───── Data for this task
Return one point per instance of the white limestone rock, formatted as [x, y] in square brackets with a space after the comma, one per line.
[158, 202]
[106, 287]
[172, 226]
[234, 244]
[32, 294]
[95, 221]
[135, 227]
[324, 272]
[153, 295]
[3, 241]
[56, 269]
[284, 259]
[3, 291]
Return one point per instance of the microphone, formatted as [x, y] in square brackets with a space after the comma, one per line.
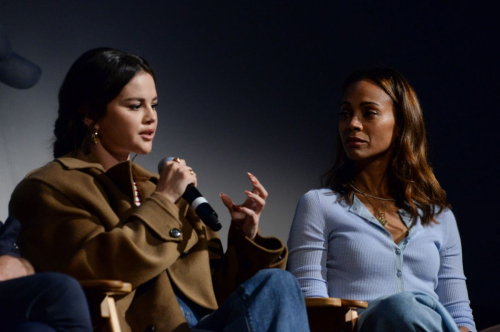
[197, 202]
──────────
───── Data for this task
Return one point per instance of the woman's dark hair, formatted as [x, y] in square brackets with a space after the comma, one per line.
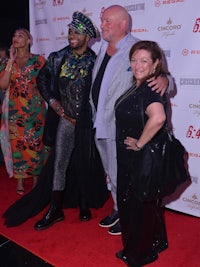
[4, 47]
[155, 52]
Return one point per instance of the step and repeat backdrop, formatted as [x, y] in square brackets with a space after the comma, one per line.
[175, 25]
──────────
───── Data for this task
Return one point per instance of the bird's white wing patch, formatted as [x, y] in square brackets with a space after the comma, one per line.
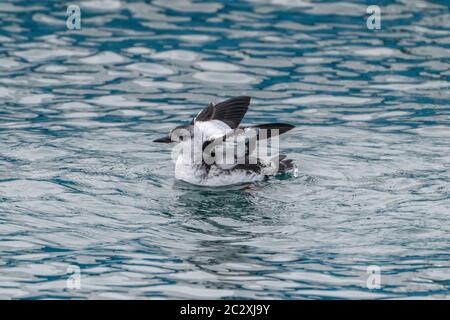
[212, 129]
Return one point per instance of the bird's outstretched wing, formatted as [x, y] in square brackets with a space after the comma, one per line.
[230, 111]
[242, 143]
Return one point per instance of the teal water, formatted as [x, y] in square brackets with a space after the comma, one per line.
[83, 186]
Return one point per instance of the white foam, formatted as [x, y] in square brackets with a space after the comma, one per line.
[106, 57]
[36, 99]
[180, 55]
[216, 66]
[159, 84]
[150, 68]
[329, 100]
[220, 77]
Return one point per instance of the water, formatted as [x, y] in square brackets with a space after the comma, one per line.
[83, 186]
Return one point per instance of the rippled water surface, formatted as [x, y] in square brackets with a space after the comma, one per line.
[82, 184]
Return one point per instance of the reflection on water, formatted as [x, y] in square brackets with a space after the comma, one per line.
──────────
→ **Goal**
Extract each line of the listing that contains the string "wing", one line per row.

→ **Solution to this problem**
Return one point per instance of the bird's white wing patch, formatted as [x, y] in square brackets with a space after the comma, one per line.
Return one point per instance of the bird's outstretched wing, formatted as [x, y] in square brackets with a space after the comma, one per line.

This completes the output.